3. i don't think it's as much, for that girl, "i can't get anyone to sleep with me" as it is (or should be, in my opinion) "i want quality." but then again, if that were the case, she wouldn't be going to jane for "help." i mean, there are always guys out there who want to sleep with you, even if they don't readily admit it at the time (ie they just want to "hang out" and alcohol is involved). as a very good friend of mine once said, "when did it become okay to hang out with our clothes off?"

Anonymous said...

God that's so embarassing. Fair enough if someone wants to wait until they find "the one" but splashing yourself all over a magazine trying to get it before you are thirty is just...desperate.

Trouble said...

Sex is always the easy part of every relationship. It's a shame that some of us haven't figured that out yet.

p.s. Nothing wrong with being a prude. ;)

Whine Girl said...

Of course she could find sex before Nov. 7th, 2006... who is she kidding? Why would you exploit yourself like that by contacting a magazine to assist you in getting your sex on before you turn 30? She is so full of caca.

Whine Girl said...

This is "Sarah's" blog.. feel free to comment. hahaha.


http://www.janemag.com/memos/blogs/sarah/2006/08/hi_im_sarah_hoo.html

Shannon said...

Haha Jordan, your comment is the best....

She's a comic, she's looking for publicity...for some reason she chose her virginity as the means to get it.

What a joke.

And with some of the comments that were made on her blog, if I had waited for my honeymoon to lose my V, my honeymoon would've been a disaster.

Frankly, Scarlett said...

i've actually got to work on the privacy thing...but really...some of the stuff is too unbelieveable to keep to myself!

You're right though - sex is out there, easy sex is out there, BAD sex is definitely out there...

How much ya want to bet that chick isn't really a virgin :)

marisa said...

You guys are right! Being a virgin or not is definitely not something to make public knowledge across the internet.

Source material
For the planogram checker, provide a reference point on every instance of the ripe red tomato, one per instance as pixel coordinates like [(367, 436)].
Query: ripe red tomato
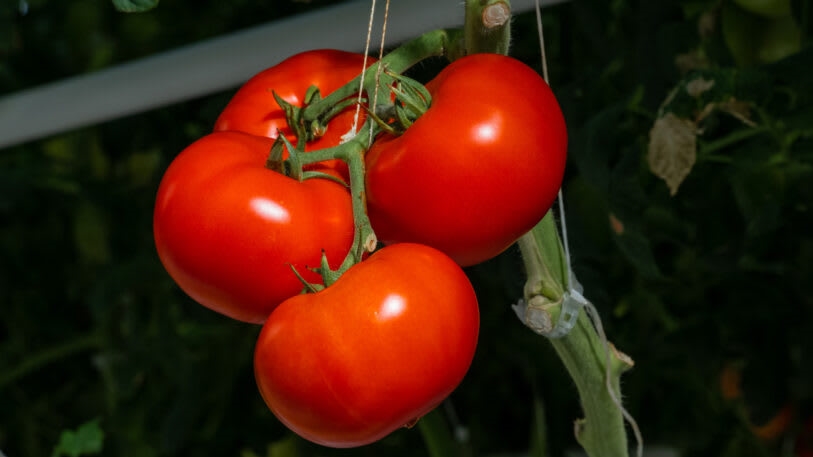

Tasks for this exercise
1 > In the comment thread, who says the woman is a comic looking for publicity?
2 > Quote the comment thread between "p.s. Nothing wrong" and "Shannon said...", inclusive.
Use only the comment thread for these answers.

Outputs
1 > Shannon

2 >
p.s. Nothing wrong with being a prude. ;)

Whine Girl said...

Of course she could find sex before Nov. 7th, 2006... who is she kidding? Why would you exploit yourself like that by contacting a magazine to assist you in getting your sex on before you turn 30? She is so full of caca.

Whine Girl said...

This is "Sarah's" blog.. feel free to comment. hahaha.


http://www.janemag.com/memos/blogs/sarah/2006/08/hi_im_sarah_hoo.html

Shannon said...